PROBLEM 1
Recast the entries in the stretch from the line containing "Scientific specimen imaging: find the lake" through the line containing "[471,156,556,195]", both included, as a two-column CSV with the columns instruction and boxes. Give one row per request, with its text and its answer each in a single quoted field and line breaks replaced by spaces.

If one of the reasons behind the 2-buck combo tag is that a certain percentage of guys will just kill more than one buck anyway, I think that is a poor excuse. If more hunters would do the right thing, and the LEGAL thing, maybe the Michigan DNR would be able to see their management objectives met with more regularity?


----------



## stndpenguin (May 19, 2010)

How is only being able to kill 1 buck going to help us have older deer? Sounds like we're catering to people that don't do any scouting and complain about not seeing anything.

"If he doesn't shoot 2 small bucks, that gives me a better chance to shoot a small buck" ... 2 small bucks still die


----------



## FireFox23 (Oct 18, 2007)

stndpenguin said:


> How is only being able to kill 1 buck going to help us have older deer? Sounds like we're catering to people that don't do any scouting and complain about not seeing anything.

[Rows from a dataset for labeling boxes]
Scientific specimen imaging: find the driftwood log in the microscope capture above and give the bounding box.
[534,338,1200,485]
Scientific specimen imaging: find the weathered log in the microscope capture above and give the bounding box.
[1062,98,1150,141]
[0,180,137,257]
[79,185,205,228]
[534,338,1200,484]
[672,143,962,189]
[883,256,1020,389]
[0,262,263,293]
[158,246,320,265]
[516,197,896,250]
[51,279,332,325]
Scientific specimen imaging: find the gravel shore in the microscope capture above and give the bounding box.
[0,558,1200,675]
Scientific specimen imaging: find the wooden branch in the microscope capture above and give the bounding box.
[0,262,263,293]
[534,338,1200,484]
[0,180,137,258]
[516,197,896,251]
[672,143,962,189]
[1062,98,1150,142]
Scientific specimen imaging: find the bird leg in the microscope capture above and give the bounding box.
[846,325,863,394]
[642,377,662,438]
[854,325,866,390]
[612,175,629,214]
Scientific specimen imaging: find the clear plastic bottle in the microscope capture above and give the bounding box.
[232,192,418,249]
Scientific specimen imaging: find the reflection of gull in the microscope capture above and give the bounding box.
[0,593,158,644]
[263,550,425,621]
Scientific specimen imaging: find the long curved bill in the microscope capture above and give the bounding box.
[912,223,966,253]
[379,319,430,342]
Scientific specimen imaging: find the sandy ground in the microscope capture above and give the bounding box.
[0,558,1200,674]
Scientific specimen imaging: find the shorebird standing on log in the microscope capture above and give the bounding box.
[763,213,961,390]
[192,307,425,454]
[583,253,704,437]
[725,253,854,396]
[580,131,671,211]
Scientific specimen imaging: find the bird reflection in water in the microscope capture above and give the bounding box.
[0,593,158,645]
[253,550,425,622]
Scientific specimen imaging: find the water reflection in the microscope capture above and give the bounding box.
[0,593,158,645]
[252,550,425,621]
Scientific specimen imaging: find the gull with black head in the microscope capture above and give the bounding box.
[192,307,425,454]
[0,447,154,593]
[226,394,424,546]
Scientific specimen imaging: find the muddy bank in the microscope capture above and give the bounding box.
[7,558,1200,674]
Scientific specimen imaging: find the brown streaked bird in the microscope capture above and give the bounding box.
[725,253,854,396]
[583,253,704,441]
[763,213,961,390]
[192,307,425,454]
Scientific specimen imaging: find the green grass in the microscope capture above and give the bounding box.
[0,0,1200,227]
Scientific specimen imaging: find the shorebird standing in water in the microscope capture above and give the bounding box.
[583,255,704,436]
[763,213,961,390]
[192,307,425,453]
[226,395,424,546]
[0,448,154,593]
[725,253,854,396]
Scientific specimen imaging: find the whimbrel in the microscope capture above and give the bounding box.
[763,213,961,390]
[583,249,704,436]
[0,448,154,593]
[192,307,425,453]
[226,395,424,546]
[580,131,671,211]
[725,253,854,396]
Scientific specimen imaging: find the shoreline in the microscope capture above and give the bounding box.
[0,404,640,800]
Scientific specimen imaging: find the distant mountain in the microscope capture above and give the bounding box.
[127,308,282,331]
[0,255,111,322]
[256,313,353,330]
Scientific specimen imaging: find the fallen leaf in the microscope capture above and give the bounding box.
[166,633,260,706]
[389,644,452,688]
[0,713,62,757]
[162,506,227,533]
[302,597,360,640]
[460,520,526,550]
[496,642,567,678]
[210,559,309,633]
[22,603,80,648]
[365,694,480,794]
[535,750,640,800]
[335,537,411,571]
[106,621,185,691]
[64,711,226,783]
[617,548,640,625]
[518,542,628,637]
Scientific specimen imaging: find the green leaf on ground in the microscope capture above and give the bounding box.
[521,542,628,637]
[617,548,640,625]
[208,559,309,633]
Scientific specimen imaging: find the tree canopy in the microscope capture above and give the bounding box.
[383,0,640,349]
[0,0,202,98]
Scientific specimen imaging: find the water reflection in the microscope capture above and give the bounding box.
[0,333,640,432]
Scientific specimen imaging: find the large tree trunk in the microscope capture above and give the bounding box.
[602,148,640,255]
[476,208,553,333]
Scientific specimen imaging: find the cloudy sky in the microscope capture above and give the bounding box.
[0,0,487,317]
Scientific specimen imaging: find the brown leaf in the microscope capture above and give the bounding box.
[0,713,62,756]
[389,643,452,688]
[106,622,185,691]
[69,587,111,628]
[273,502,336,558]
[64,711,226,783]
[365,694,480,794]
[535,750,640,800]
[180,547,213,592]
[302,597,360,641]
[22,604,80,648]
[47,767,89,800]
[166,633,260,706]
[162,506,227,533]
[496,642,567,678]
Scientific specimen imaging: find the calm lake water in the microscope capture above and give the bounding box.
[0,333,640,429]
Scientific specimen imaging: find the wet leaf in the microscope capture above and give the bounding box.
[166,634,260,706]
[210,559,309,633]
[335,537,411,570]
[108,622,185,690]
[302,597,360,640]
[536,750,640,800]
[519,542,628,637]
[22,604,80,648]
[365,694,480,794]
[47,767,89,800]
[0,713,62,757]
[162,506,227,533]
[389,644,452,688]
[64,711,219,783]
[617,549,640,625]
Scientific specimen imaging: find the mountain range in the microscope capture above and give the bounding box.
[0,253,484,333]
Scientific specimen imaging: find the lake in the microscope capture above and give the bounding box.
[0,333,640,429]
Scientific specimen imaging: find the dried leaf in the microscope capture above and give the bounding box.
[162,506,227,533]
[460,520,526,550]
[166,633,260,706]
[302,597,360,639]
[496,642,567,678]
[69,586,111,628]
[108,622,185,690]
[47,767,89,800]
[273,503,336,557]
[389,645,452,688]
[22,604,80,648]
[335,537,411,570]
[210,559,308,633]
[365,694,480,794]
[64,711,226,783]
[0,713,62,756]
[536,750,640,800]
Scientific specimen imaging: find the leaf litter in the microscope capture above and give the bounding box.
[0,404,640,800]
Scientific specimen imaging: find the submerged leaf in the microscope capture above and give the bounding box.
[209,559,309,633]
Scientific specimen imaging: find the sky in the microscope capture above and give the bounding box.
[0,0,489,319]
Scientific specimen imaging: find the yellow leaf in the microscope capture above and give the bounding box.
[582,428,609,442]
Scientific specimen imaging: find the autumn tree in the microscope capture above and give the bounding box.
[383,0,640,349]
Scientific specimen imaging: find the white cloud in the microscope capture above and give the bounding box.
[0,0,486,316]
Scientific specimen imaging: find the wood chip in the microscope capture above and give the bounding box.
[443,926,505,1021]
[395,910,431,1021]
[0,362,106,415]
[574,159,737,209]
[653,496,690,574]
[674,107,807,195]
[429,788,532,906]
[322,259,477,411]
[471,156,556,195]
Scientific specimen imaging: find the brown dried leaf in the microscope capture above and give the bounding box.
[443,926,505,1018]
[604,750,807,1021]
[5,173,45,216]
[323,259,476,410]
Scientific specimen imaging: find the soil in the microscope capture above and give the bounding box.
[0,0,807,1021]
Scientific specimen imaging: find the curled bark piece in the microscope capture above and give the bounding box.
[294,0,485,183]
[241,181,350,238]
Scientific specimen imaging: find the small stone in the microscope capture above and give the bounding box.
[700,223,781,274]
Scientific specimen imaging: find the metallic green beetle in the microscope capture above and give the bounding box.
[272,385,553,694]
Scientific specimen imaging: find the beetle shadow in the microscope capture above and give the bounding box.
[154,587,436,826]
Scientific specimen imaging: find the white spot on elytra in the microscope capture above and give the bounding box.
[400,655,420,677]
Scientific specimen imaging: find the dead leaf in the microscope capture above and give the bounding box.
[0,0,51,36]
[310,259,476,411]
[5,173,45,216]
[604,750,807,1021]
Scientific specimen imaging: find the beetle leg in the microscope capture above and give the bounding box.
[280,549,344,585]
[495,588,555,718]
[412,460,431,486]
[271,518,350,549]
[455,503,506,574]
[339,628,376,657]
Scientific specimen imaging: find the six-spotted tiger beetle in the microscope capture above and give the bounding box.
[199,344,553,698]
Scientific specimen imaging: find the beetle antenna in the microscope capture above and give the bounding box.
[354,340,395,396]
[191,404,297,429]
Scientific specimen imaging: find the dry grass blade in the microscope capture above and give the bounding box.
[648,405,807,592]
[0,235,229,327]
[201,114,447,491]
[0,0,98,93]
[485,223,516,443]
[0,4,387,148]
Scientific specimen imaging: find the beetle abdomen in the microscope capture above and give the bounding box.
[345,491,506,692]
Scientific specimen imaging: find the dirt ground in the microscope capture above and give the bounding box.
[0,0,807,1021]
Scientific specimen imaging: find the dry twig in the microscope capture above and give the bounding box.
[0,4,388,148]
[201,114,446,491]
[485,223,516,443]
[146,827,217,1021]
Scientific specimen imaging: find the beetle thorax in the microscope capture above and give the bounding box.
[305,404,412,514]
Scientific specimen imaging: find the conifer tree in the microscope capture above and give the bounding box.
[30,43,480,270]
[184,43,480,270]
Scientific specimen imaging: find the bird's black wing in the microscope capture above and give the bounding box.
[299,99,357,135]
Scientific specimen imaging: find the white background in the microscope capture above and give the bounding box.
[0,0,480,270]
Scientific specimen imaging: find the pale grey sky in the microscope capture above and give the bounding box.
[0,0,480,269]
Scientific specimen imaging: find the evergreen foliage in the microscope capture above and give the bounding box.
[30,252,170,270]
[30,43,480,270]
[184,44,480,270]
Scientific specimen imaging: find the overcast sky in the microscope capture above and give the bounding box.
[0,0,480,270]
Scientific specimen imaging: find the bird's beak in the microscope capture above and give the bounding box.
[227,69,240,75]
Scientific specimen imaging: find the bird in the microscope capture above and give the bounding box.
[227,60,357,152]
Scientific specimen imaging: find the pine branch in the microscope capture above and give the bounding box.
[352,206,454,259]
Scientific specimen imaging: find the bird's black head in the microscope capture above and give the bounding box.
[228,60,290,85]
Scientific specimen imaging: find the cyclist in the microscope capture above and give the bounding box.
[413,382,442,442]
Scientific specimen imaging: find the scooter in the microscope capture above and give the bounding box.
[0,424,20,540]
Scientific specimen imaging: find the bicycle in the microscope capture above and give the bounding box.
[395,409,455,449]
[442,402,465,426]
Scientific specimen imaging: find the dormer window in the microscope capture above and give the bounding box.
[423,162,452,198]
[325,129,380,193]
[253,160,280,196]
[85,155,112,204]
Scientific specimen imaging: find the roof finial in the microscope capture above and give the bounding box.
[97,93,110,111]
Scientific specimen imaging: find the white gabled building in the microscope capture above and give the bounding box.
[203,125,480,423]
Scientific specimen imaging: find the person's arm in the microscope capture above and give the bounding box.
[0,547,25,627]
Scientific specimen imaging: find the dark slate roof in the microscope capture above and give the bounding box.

PROBLEM 2
Print word for word the stretch of the deer hunting thread from "If one of the" through "(May 19, 2010)".

EXERCISE OUTPUT 1
instruction,boxes
"Scientific specimen imaging: find the lake in the microscope capture above and give the bounding box.","[0,333,640,429]"
"Scientific specimen imaging: find the dried leaf in the microscope capture above and give the bounding box.","[162,506,227,533] [460,520,526,550] [166,633,260,706] [302,597,360,639] [496,642,567,678] [69,586,111,628] [108,622,185,690] [47,767,89,800] [273,503,336,557] [389,645,452,688] [22,604,80,648] [335,537,411,570] [210,559,308,633] [365,694,480,794] [64,711,226,783] [0,713,62,756] [536,750,640,800]"
"Scientific specimen imaging: find the leaf litter in the microscope capture above and give the bounding box.","[0,404,640,800]"
"Scientific specimen imaging: find the submerged leaf in the microscope capture above and give the bounding box.","[209,559,309,633]"
"Scientific specimen imaging: find the sky in the microscope capture above and give the bounding box.","[0,0,489,319]"
"Scientific specimen imaging: find the yellow leaf in the microscope capture above and give the bounding box.","[582,428,609,442]"
"Scientific specimen imaging: find the autumn tree in the microscope capture above and give the bounding box.","[383,0,640,349]"
"Scientific specimen imaging: find the white cloud in the microscope capture above and give the bounding box.","[0,0,486,316]"
"Scientific specimen imaging: find the wood chip in the microscope capture above and give the bounding box.","[443,926,505,1021] [395,910,431,1021] [0,362,106,415] [574,159,737,209] [653,496,690,574] [674,107,807,195] [429,788,532,906] [322,259,477,411] [471,156,556,195]"

EXERCISE OUTPUT 2
If one of the reasons behind the 2-buck combo tag is that a certain percentage of guys will just kill more than one buck anyway, I think that is a poor excuse. If more hunters would do the right thing, and the LEGAL thing, maybe the Michigan DNR would be able to see their management objectives met with more regularity?


----------



## stndpenguin (May 19, 2010)